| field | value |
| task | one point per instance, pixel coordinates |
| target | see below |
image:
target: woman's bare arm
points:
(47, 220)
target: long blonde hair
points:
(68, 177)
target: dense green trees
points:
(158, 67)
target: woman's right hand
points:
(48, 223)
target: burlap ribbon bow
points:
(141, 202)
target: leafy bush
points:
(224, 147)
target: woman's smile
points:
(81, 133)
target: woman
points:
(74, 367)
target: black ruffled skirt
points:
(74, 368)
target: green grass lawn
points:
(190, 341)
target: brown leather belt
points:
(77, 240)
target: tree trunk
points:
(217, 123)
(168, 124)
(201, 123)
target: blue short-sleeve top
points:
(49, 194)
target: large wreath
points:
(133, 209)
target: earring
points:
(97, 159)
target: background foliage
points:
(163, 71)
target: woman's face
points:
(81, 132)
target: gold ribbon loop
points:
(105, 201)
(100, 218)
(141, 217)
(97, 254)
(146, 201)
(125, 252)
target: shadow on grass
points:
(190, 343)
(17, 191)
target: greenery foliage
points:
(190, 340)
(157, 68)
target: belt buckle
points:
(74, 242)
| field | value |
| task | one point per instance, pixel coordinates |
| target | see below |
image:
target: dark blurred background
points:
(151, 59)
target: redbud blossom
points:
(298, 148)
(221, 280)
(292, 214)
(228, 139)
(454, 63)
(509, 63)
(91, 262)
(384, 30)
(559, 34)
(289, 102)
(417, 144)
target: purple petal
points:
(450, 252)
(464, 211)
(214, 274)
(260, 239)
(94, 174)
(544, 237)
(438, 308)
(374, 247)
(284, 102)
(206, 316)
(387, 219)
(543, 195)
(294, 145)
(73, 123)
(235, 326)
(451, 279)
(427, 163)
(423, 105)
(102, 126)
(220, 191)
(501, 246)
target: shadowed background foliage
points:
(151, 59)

--- Required work ---
Turn the lines of the material into a numbered list, from the line holding "target: greenery foliage" through the last line, inclusive, and leave out any blank lines.

--- Result of this task ---
1. target: greenery foliage
2. points:
3. (190, 340)
4. (157, 68)
5. target: belt buckle
6. points:
7. (74, 242)
8. | field | value |
9. | task | one point per instance, pixel coordinates |
10. | target | see below |
11. image:
12. target: dark blurred background
13. points:
14. (151, 59)
15. target: redbud blossom
16. points:
17. (298, 148)
18. (221, 280)
19. (292, 214)
20. (228, 139)
21. (454, 63)
22. (509, 63)
23. (91, 262)
24. (384, 30)
25. (559, 34)
26. (289, 102)
27. (417, 144)
28. target: purple petal
29. points:
30. (450, 252)
31. (464, 211)
32. (214, 274)
33. (260, 239)
34. (94, 174)
35. (544, 237)
36. (438, 308)
37. (374, 247)
38. (284, 102)
39. (206, 316)
40. (387, 219)
41. (543, 195)
42. (294, 145)
43. (73, 123)
44. (235, 326)
45. (451, 279)
46. (427, 163)
47. (423, 105)
48. (102, 126)
49. (220, 191)
50. (501, 246)
51. target: shadowed background foliage
52. points:
53. (151, 59)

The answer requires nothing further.